**TO DO**.
a) In the essay about emotions, what is the wording between "I used to believe" and "journey as joy.", inclusive? Extract it verbatim.
b) Answer these questions from the essay about emotions:
(i) Who handed the writer the sheet of paper about emotions?
(ii) According to that sheet, when does fear occur?
(iii) What practice did the writer start while journaling?
c) How might the essay about emotions go on after its last sentence? Write the continuation.

I used to believe that if I wasn’t happy, then something was wrong, and something needed to change. I’ve come to believe that life is about both ups and downs, and that there are appropriate human emotional reactions to both. Fear, anger, and sadness are every bit a natural part of the journey as joy.
A few years ago, my therapist Jonathan was helping me access and process my emotions, especially as they pertained to my relationship with God (I was sensing that God and I had an intellectual– but not heart– connection). He handed me a sheet of paper about emotions, saying, “This is probably too 101 for you, but maybe it will be helpful.” I perused it for a few seconds and said, “This is definitely not too 101.” It defined four basic emotions: joy, anger, sadness, and fear. I realized I was intimately familiar with joy and anger, but sadness and fear were more foreign to me. Those of you who are more in touch with your emotions may be laughing at me for not using a larger set of emotions (like a color wheel), but four has been a great start for me as an emotionally-stunted human. The paper he gave me described when each emotion occurs:
— Joy: having what you want or need
— Anger: being blocked from what you want or need
— Sadness: having lost what you want or need
— Fear: at risk of losing what you want or need
I started journaling, doing a “daily examen” practice of reviewing the past 24 hours’ events and asking myself what emotions I felt at the time. I discovered some patterns…
- I didn’t always know what I was feeling, even in retrospect. I found I could sometimes “back into” my emotions by asking, “What would a normal person feel (according to the definitions) in this situation?”

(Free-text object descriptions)
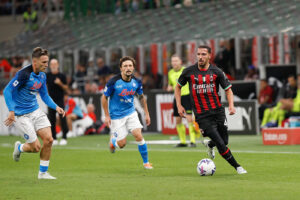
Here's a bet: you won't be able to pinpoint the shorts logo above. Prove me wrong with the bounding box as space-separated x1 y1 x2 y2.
24 134 29 140
114 132 118 137
224 119 228 127
13 80 19 87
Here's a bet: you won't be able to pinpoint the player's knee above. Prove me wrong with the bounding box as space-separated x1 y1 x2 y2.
43 137 53 145
31 144 41 153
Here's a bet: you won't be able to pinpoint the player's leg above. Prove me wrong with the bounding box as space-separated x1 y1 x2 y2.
37 127 56 179
186 114 196 147
109 117 128 153
66 113 78 137
173 99 187 147
131 128 153 169
48 108 58 145
126 112 153 169
13 115 41 161
31 109 56 179
181 95 196 147
59 115 69 144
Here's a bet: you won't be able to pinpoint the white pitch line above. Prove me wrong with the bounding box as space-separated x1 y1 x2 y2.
1 143 300 154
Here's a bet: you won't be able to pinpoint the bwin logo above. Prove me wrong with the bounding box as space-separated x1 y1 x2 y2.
114 132 118 137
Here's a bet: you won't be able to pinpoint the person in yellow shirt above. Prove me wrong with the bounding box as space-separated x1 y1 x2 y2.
167 55 196 147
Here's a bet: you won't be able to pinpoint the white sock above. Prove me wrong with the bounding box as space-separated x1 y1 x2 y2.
137 138 146 145
18 144 24 153
40 160 50 173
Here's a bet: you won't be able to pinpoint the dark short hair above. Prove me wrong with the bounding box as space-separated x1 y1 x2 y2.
32 47 49 58
171 54 181 60
198 45 211 53
119 56 136 68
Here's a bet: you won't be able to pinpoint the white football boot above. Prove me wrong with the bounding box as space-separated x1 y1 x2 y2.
236 166 247 174
38 172 56 179
13 141 21 162
203 140 215 159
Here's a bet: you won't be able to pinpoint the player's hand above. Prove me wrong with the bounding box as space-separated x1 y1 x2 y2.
56 106 66 117
4 111 16 126
228 106 236 115
145 114 151 126
177 105 186 118
104 116 111 128
54 78 62 85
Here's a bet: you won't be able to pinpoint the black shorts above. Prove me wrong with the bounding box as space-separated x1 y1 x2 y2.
173 95 192 117
196 107 228 138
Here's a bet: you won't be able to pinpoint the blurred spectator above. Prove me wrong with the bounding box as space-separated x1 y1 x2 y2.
131 0 140 12
244 65 258 80
23 6 38 31
261 75 300 127
115 0 122 15
258 79 273 120
86 103 97 122
64 93 83 137
142 74 155 90
183 0 193 7
0 59 12 78
75 64 86 93
11 56 23 77
214 40 233 76
97 58 111 76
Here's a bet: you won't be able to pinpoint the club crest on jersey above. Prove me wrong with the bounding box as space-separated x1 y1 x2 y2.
13 80 19 87
119 89 135 97
30 81 42 90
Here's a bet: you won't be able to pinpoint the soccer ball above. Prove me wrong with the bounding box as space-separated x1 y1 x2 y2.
197 158 216 176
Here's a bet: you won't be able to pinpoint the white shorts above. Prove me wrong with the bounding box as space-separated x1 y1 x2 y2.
15 109 51 143
110 111 143 141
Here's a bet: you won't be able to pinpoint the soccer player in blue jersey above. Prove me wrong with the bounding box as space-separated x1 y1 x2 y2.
3 47 65 179
101 56 153 169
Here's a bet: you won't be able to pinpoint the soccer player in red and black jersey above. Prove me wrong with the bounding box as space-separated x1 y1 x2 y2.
175 45 247 174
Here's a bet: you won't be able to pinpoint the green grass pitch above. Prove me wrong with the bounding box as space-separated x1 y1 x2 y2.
0 134 300 200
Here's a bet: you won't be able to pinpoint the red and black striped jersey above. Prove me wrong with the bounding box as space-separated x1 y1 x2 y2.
178 63 232 114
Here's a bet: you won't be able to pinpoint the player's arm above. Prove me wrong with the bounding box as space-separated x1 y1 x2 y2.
174 68 188 117
138 94 151 126
174 83 186 117
218 71 235 115
101 94 111 127
167 72 173 92
225 88 235 115
3 72 28 126
54 75 69 91
39 81 65 117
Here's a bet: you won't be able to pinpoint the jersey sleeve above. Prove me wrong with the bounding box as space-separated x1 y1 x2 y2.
217 70 232 91
103 79 115 97
39 76 57 110
168 71 173 86
3 71 30 111
177 68 188 87
136 80 143 95
66 98 76 115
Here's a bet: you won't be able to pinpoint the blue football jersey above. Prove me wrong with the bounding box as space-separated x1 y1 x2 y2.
3 65 57 116
104 74 143 119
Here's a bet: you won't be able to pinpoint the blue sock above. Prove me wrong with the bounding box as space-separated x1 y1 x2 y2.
40 160 49 172
138 143 149 164
111 137 119 147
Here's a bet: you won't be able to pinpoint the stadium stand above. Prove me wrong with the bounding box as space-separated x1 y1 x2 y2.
0 0 300 57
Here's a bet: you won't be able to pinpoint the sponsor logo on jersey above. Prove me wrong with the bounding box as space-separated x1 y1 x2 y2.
30 81 42 90
24 134 29 140
119 89 135 97
193 83 215 94
13 80 19 87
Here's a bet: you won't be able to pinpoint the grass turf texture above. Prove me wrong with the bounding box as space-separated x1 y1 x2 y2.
0 134 300 200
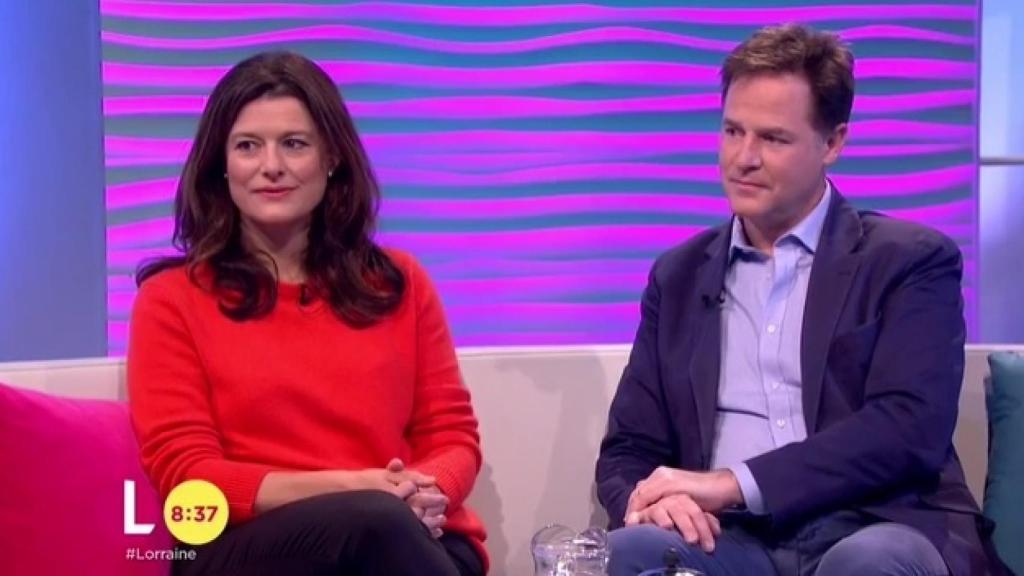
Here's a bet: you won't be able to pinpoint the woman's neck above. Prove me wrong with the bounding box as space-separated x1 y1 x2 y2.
242 219 309 284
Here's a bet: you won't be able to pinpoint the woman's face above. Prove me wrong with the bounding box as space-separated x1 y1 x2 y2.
225 96 330 238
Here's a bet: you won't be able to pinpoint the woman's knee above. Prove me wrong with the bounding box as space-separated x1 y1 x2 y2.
308 490 423 536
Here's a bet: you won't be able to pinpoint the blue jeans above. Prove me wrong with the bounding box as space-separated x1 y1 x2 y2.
608 512 949 576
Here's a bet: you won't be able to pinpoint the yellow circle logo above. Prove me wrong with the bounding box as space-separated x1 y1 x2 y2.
164 480 227 546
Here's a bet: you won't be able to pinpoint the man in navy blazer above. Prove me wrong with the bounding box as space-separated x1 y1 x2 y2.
597 26 1001 576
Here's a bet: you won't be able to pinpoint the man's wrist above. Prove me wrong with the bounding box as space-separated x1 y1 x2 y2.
718 468 744 508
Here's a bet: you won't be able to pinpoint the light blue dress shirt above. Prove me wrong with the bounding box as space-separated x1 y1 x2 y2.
712 182 833 513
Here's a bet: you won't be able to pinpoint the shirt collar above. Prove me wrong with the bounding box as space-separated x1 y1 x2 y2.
729 178 833 261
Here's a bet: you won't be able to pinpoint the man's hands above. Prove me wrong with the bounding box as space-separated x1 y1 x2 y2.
625 466 743 552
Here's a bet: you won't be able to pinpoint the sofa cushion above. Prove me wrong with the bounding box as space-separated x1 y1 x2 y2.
984 352 1024 574
0 384 173 576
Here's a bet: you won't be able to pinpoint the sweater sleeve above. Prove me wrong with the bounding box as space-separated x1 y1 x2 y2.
127 276 274 524
407 257 481 508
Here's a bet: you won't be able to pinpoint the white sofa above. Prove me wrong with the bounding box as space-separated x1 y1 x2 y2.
0 345 1024 576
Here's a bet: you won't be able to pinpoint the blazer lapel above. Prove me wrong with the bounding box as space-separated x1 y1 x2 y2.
800 188 863 434
689 220 731 468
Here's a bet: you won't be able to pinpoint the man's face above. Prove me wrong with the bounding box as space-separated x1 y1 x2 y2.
719 74 846 241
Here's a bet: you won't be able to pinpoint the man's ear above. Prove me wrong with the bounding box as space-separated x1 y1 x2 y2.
824 122 850 166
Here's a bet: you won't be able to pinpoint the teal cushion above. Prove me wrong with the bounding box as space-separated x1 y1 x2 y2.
985 352 1024 574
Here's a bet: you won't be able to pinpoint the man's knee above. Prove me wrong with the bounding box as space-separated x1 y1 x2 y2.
815 523 949 576
608 524 705 576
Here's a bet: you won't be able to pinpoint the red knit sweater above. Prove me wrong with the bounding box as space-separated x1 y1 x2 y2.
128 251 486 563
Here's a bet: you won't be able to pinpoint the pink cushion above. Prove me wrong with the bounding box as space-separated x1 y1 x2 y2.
0 384 173 576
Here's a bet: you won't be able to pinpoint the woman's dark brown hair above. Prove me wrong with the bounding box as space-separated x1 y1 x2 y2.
136 52 406 327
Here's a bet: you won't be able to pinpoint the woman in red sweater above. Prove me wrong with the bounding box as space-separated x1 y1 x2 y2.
128 52 487 576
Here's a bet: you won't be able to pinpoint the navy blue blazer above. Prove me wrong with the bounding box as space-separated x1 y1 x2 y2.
597 193 995 576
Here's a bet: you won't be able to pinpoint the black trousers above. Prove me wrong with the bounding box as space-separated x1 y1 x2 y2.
174 490 483 576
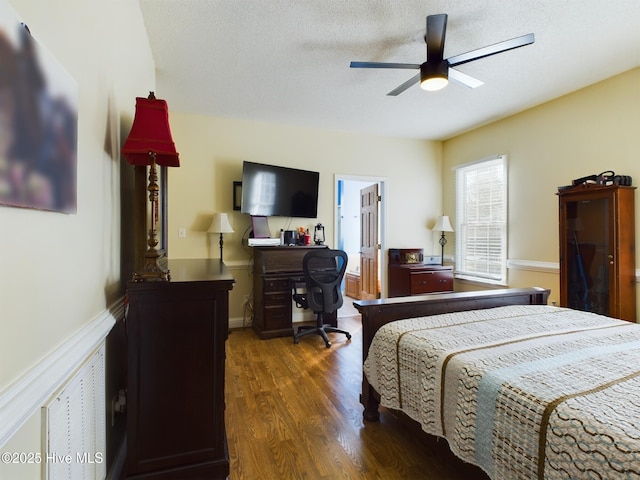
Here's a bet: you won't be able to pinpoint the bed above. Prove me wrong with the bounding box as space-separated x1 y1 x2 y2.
354 288 640 480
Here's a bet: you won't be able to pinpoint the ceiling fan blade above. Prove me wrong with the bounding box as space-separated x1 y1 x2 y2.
387 73 420 97
447 33 535 67
424 13 447 63
449 67 484 88
349 62 420 70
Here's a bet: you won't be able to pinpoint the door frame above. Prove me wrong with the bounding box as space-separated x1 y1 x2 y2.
333 173 387 298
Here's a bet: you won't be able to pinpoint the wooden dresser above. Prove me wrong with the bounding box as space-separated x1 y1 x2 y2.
558 184 636 322
388 248 453 297
253 245 337 340
125 259 234 480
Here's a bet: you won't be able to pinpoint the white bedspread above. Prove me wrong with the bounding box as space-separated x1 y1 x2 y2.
364 305 640 480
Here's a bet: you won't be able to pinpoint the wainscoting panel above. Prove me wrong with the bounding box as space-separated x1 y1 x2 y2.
42 344 106 480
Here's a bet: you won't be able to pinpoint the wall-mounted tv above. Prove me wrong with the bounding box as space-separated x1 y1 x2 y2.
241 161 320 218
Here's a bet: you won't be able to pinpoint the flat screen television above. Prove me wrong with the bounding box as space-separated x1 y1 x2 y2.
240 161 320 218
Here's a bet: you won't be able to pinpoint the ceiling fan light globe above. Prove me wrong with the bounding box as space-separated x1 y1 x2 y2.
420 77 449 92
420 61 449 92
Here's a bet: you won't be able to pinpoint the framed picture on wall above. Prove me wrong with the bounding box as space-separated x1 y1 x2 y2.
233 182 242 210
0 14 78 213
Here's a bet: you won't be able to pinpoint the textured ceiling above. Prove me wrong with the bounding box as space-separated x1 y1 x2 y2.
140 0 640 140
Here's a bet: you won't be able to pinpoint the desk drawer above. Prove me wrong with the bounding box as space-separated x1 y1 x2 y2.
263 290 291 307
263 278 291 295
411 271 453 295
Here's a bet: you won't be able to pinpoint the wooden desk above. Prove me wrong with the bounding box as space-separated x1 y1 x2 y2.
253 245 337 340
125 259 235 480
388 248 453 297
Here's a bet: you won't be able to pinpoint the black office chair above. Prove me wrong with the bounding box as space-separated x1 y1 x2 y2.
293 248 351 348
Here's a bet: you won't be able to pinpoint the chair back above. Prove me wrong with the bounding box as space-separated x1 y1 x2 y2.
302 248 348 313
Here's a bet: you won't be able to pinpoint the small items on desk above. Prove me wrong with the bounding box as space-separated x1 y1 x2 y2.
388 248 453 297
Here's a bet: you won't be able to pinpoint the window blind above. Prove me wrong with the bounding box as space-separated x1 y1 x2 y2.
456 155 507 284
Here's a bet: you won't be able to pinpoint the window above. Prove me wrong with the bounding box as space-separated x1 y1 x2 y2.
456 155 507 285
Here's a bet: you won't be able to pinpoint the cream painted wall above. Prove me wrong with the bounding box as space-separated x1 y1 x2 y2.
0 0 155 480
169 111 442 317
443 68 640 308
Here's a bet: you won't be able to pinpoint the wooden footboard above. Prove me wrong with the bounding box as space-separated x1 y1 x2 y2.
353 287 549 421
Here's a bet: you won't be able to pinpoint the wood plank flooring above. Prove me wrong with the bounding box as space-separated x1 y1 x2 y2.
225 308 488 480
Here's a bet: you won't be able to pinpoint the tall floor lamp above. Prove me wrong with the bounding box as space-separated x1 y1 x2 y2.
122 92 180 282
431 215 453 265
207 213 233 262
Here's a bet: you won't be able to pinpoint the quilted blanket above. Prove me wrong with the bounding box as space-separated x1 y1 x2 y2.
364 305 640 480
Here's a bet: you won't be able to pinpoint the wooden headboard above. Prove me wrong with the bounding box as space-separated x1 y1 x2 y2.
353 287 549 421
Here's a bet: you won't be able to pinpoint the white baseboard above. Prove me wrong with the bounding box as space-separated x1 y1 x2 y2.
0 299 124 447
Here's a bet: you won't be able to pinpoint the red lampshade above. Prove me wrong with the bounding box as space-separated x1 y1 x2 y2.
122 92 180 167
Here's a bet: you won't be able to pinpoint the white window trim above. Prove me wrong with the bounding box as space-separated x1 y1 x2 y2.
453 155 508 286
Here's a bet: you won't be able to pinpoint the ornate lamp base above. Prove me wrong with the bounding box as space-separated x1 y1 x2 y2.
133 251 171 282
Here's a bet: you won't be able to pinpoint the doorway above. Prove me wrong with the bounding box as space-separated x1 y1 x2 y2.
334 175 385 297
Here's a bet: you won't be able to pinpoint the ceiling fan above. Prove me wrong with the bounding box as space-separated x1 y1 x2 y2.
350 13 535 96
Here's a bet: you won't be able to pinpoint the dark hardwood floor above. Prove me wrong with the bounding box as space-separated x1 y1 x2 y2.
225 302 488 480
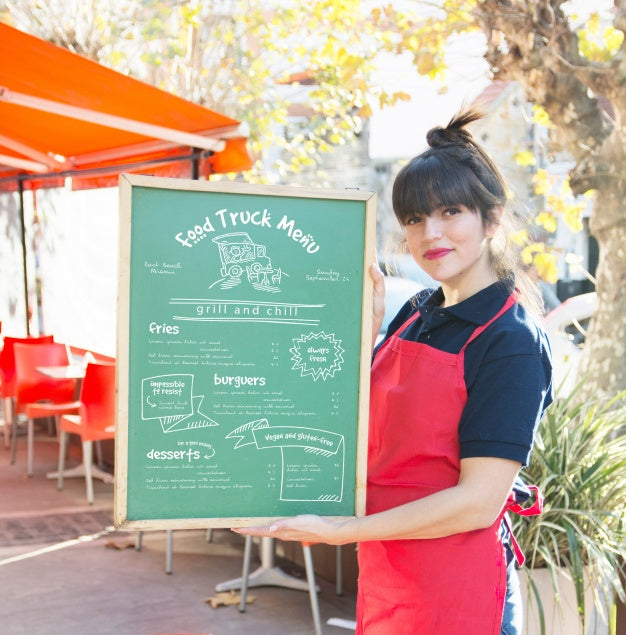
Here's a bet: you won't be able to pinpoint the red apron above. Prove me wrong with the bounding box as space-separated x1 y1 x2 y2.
356 296 515 635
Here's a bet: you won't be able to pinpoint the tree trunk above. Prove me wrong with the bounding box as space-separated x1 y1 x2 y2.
577 188 626 399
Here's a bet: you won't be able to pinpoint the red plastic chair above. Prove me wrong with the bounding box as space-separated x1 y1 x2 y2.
11 342 76 476
0 335 53 448
57 363 115 505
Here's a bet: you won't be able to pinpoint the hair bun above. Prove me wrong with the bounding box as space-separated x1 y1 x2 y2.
426 126 461 148
426 109 484 148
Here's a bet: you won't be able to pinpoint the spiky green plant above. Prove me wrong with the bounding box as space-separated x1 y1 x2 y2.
513 390 626 633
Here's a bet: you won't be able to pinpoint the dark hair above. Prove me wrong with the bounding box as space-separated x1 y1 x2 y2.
392 108 541 315
392 110 507 225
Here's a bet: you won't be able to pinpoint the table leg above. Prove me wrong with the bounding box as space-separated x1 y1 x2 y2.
215 538 309 593
46 463 113 483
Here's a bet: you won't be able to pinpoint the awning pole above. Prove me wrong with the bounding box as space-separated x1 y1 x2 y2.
191 148 200 181
17 179 30 337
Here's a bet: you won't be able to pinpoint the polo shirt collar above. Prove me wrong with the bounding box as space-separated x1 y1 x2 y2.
419 275 515 325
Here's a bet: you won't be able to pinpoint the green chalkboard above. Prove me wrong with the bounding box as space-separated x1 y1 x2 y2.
115 175 375 529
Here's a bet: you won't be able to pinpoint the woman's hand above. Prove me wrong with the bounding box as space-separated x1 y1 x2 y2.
232 514 352 545
370 262 385 350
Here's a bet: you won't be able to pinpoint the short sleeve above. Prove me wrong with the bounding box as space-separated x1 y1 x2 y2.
459 353 552 465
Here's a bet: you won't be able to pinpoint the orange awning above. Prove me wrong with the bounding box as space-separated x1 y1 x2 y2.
0 23 251 189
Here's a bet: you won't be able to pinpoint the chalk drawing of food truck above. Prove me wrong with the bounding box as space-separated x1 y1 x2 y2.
211 232 287 293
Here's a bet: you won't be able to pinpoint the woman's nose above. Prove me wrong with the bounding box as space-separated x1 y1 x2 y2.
423 216 442 240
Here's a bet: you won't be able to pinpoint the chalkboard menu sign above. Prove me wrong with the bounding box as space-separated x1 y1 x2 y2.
115 175 376 529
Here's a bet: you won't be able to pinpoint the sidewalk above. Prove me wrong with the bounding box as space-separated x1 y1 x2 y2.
0 431 355 635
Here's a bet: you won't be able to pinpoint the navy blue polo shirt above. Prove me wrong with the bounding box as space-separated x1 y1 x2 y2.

**RESULTS**.
a)
I used to believe that if I wasn’t happy, then something was wrong, and something needed to change. I’ve come to believe that life is about both ups and downs, and that there are appropriate human emotional reactions to both. Fear, anger, and sadness are every bit a natural part of the journey as joy.

b)
(i) The writer's therapist, Jonathan.
(ii) When you are at risk of losing what you want or need.
(iii) A "daily examen" practice of reviewing the past 24 hours' events and asking what emotions were felt at the time.

c)
- Many events evoked combinations of emotions, sometimes including all four simultaneously (just like the multi-colored memories in the movie Inside Out). This enabled me to observe not only the complexity of my emotions, but also the nuances of past situations, including patterns and subtleties that I missed at the time.
- Sadness and fear often slip out sideways for me and manifest as anger. Other people tell me anger is often a “secondary emotion” which masks or overpowers the deeper emotion. For me, sadness and fear feel like weak emotions, and feeling anger (a strong or invulnerable emotion) is more tolerable. I later asked my better half Kim if she thought this was true of me. She affirmed that I appear more irritable than sad when I experience loss.
- Emotions are information. Humans have three ways to access and process information: head (logic), heart (emotions), and gut (intuition). Enneagram teachers call these the Centers of Intelligence. They are three different ways of knowing. All of us are dominant in one center, and repressed in one center. (As an aside, some people have the same dominant and repressed center– ask me about that interesting tidbit if you’re curious.) I’m heart-repressed and gut-dominant. I’ve learned over a lifetime to pay attention to my intuition (which is a faithful guide, especially if I’m centered and at peace). And I do pretty well with the thinking. I’m learning to listen more to my emotions, but I just don’t have that many reps in yet. According to my friend and former boss Bill Gorge, “A leader’s primary job is to discover reality and deal with it.” It’s hard to discover reality when one of my three information channels is muted. I find that “turning up the volume” on the emotional information stream gives me a more balanced and complete view of reality.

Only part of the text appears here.